Continue the post below about Sheehan's son, starting right after its last sentence.

__Page__.
** Start **

A soldier’s #1 job is to stay alive. If you die, you can’t accomplish the mission, and you weaken your team and put your buddies in danger.
Obviously Sheehan’s son, I forget his name at the moment, didn’t die on purpose, and he may well have have had no control over the circumstances that let to his death.
BUT.
In war, there are no excuses. You find a way to stay alive, whatever it takes — if you’re a good soldier. Sheehan’s son didn’t do that. He paid the price. but he als failed the mission and let down his buddies.
As a soldier, he was a failure. He was brave (maybe), but he was also incompetent.
So, really, how much exactly are we supposed to grieve over this guy? Isn’t a certain amount of disapproval in order for the guy — and by extension his mom, for making such a fuss over a person who was, in the last analysis, by definition a loser?
So shouldn’t Mrs. Sheenhan be showing a little more shame about the situation and maybe not wanting to get her son and his shortcoming splashed all over the media?
Something to consider, anyway.
I shouldn’t have stolen that from Andrew’s comment section, but I needed to get it out there. To start the meme. To provide the right with the argument they’ve been waiting for.

** End **

__Rows__.
** Start **

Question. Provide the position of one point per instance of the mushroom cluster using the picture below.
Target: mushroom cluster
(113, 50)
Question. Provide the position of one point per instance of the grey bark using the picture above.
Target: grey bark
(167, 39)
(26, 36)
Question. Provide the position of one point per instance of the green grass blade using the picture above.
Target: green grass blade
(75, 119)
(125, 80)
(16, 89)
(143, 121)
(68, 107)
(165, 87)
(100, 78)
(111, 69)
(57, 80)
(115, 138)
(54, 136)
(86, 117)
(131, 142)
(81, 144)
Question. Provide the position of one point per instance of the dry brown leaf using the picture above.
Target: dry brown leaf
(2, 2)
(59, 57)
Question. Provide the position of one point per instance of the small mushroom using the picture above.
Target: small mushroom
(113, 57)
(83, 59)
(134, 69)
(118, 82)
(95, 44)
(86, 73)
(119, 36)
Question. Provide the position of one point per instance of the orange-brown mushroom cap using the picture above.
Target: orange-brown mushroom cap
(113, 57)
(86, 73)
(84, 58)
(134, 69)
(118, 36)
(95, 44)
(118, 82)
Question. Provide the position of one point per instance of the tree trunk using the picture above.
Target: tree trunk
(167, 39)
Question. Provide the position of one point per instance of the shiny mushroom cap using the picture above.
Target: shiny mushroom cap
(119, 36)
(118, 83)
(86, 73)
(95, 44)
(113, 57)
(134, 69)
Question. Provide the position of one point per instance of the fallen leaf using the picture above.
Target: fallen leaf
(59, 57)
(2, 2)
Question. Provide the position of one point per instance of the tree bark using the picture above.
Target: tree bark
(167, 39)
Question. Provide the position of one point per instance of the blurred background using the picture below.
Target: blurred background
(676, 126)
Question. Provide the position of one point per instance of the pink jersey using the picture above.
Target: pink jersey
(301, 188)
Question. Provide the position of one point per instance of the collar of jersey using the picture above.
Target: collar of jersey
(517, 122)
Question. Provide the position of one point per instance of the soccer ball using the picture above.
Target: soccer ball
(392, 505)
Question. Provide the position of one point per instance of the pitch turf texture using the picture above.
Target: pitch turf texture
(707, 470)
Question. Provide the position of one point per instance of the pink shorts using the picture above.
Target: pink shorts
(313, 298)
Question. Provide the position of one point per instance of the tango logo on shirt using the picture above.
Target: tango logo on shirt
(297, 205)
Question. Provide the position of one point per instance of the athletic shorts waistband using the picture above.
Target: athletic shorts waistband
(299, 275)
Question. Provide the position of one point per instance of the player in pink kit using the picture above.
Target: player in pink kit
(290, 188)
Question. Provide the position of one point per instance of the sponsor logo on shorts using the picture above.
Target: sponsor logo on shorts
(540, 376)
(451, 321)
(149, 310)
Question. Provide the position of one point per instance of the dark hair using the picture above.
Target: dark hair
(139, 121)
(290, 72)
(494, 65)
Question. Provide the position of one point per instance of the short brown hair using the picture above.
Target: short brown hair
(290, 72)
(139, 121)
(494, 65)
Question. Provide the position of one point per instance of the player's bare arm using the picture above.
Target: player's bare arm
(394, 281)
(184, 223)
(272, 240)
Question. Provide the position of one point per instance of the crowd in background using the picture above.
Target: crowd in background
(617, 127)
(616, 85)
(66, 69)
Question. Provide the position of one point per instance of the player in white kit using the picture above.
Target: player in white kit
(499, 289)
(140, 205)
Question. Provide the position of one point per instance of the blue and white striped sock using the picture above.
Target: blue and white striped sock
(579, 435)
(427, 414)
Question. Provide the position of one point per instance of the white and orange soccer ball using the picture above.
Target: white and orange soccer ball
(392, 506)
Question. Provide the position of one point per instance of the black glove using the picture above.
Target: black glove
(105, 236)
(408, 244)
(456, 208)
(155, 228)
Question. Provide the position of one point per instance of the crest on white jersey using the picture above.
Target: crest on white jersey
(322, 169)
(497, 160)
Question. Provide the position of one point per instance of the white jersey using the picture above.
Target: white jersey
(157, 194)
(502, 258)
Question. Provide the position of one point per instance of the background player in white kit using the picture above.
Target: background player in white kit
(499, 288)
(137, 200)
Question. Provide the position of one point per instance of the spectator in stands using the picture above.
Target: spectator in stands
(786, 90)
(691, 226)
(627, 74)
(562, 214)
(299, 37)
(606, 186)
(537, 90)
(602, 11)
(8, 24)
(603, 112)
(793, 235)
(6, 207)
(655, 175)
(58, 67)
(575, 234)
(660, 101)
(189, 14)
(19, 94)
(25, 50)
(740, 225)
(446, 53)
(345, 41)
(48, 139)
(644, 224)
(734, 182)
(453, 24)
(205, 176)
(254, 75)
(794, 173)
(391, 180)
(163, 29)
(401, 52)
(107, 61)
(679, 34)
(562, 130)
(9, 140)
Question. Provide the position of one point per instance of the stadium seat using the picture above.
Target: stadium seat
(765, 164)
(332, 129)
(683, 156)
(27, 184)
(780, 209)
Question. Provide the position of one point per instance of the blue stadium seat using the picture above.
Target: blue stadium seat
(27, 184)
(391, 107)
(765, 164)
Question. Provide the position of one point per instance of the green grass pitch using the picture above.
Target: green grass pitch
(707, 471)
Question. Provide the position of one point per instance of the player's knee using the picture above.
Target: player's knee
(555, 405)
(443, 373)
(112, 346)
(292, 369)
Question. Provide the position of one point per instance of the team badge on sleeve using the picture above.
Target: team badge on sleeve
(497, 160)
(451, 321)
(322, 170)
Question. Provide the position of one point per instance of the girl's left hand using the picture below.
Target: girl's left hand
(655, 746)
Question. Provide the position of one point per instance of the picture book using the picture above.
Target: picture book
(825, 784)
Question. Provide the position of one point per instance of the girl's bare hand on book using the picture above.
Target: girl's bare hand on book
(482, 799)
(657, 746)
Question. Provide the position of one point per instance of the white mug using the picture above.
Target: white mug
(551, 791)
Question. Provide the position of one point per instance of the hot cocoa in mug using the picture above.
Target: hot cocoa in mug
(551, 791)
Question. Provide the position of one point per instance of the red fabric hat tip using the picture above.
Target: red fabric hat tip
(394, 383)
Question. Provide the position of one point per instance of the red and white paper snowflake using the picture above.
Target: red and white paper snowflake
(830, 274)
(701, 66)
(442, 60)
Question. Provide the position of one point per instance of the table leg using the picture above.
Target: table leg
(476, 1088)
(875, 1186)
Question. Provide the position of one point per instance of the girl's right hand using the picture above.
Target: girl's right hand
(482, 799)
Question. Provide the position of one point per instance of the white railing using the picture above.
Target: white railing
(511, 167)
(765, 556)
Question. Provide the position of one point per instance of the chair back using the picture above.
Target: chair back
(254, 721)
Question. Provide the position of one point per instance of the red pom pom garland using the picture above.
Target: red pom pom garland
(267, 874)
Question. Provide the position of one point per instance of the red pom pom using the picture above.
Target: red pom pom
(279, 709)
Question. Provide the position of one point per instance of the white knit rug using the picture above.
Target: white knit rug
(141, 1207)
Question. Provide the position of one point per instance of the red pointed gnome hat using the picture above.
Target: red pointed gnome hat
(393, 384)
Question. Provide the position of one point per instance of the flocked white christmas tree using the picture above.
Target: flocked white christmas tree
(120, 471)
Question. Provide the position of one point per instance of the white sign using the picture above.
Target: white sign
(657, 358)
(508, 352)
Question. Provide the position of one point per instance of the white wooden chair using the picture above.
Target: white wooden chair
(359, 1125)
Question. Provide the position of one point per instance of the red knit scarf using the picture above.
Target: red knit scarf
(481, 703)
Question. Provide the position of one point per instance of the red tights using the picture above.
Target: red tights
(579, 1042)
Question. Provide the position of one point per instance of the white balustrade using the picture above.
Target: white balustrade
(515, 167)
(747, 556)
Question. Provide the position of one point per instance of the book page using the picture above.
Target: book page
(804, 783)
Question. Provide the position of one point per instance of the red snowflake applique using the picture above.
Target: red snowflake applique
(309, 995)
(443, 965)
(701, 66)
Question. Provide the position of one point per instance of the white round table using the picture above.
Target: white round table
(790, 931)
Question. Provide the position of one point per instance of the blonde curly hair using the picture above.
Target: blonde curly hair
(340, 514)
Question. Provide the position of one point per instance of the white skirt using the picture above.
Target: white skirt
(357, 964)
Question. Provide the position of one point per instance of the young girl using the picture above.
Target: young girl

** End **

__Exercise response__.
I’ve been thinking for a while that we might be seeing the beginning of a new trend in American politics — the anti-military right. Rush is calling marines “pukes,” veterans are being called cowards and fakers, disabled vets are mocked for not having the right wounds or getting them in the right way, GOP hags are wearing cute little “purple heart” bandaids on their cheeks. People are selling busts of the president using his lack of combat experience as a selling point saying outright that physical courage is no longer particularly worthy of conservative approbation. Being a veteran buys you no credibility and no respect in today’s Real Murika.
This is how they transform Chickenhawkery into a badge of courage.
I suspect that what we are hearing (aside from the self-loathing fidgeting of those who loudly beat wardrums yet are too selfish to serve) is the distant rumblings of a massive rightwing frustration with the military’s inability to just “win” this damned thing so we can move on to our next country. It was supposed to be a cakewalk. They are reading things like this and seeing red:
Administration officials have all but given up any hope of militarily defeating the insurgents with U.S. forces, instead aiming only to train and equip enough Iraqi security forces to take over the fight themselves.
[…]
Top Pentagon officials have made no secret in recent weeks of their eagerness to begin withdrawing some troops to ease the strain of lengthy deployments. At the same time, military commanders have cautioned against expecting that Iraq’s new army and police forces will develop quickly enough to operate on their own within another year or two.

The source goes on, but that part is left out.